__Exercise details__
Reproduce all the records below, changing each occurrence of "frame" to "image" and leaving every other character unchanged.
# start of Information shown
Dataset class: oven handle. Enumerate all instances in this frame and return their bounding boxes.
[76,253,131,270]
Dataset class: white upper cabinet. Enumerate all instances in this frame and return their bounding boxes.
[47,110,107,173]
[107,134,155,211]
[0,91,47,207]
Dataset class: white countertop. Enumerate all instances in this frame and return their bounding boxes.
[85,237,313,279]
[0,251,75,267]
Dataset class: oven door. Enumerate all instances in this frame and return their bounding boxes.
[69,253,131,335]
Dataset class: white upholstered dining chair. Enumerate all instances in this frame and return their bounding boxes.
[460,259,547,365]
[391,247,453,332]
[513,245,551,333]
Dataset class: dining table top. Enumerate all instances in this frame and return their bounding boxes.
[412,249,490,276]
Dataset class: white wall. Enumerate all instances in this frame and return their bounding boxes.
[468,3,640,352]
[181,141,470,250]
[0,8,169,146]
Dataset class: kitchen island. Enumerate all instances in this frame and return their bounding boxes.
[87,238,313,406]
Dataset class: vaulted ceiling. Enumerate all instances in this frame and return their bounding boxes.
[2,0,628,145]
# end of Information shown
__Task solution__
Dataset class: oven handle. Enumerate all instances in this image and return their bounding boxes.
[76,253,131,270]
Dataset class: white upper cabinet. Enumerate all instances in this image and return their bounding boxes.
[47,110,107,173]
[107,134,155,211]
[0,91,47,207]
Dataset class: white countertop. Enumerate all instances in this image and return their bounding boxes.
[85,237,313,279]
[0,251,75,267]
Dataset class: oven door. Enumerate all instances in this image and return their bounding boxes.
[69,253,131,335]
Dataset class: white upholstered dining chair. Enumerate all instances in this image and return their bounding boxes.
[460,259,547,365]
[391,247,453,332]
[513,245,551,333]
Dataset class: dining table top. Enumerate all instances in this image and return their bounding boxes.
[412,249,490,276]
Dataset class: white wall. Enumerate all instances in this image and return their bounding boxes.
[468,3,640,352]
[181,141,470,250]
[0,8,169,146]
Dataset class: kitchen island. Enumerate all instances in this image and return their bounding boxes.
[87,238,313,406]
Dataset class: vaulted ceiling. Enumerate all instances in this image and return their bounding boxes.
[2,0,628,145]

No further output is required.